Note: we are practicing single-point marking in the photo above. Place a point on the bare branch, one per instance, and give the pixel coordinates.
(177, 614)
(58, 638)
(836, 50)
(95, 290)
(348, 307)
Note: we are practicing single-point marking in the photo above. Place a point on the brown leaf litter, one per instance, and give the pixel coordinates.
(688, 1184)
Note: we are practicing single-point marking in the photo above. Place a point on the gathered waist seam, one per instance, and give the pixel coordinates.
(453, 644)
* * *
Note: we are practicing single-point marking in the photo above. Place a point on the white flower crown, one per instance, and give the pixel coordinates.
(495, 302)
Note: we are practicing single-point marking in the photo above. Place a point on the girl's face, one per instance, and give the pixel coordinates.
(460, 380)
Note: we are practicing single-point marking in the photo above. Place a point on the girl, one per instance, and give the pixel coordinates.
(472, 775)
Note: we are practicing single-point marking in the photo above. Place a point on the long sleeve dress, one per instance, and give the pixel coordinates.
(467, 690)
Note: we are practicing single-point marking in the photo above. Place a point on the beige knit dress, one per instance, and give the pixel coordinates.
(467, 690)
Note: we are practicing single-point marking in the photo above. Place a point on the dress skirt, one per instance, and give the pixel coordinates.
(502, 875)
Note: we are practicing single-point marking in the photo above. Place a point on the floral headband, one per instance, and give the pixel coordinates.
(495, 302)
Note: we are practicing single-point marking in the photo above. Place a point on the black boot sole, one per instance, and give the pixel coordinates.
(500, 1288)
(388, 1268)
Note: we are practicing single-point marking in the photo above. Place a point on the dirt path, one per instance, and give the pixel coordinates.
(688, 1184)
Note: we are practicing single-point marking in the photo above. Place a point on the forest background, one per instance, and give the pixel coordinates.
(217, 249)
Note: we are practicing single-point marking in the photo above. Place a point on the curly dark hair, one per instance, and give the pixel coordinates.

### Your instructions
Retype word for word everything in the listing above from the line that holds "the girl, one" down to the line that holds "on the curly". Keep both end lines and leave out the rest.

### Expected output
Note: we are practicing single-point marking in the photo above. Place a point on the girl, one per instance, and give the pixel coordinates.
(472, 775)
Note: we are practicing single-point marking in the photo above. Place a point on the long sleeve dress, one per instance, and give the pixel coordinates.
(467, 690)
Note: we are practicing single-point marking in the photo above. Place a point on the beige knit dress, one per instance, and give the pixel coordinates.
(467, 690)
Note: we are practicing single-point marking in the photo above. Place a point on the dress skirt, one per instance, and give the pixel coordinates.
(502, 875)
Note: we are practicing single-point marking in the photo above. Place a point on the floral headband, one per instance, and give the pixel coordinates.
(495, 302)
Note: we are practicing single-point marking in the photo above. Place a point on the black boot sole, one per instance, and give the pixel coordinates.
(500, 1288)
(388, 1268)
Note: we are practicing single-point marking in the photo above. Place a point on the dirt path, one per instance, and give the pixel coordinates.
(688, 1184)
Note: we are practicing single-point marking in the photo above. Place a point on the forest background, one per instance, and give the pixel coordinates.
(217, 249)
Note: we are practicing single-point marking in the photo above. Place a point on the curly dark hair, one per instance, and give the pixel coordinates.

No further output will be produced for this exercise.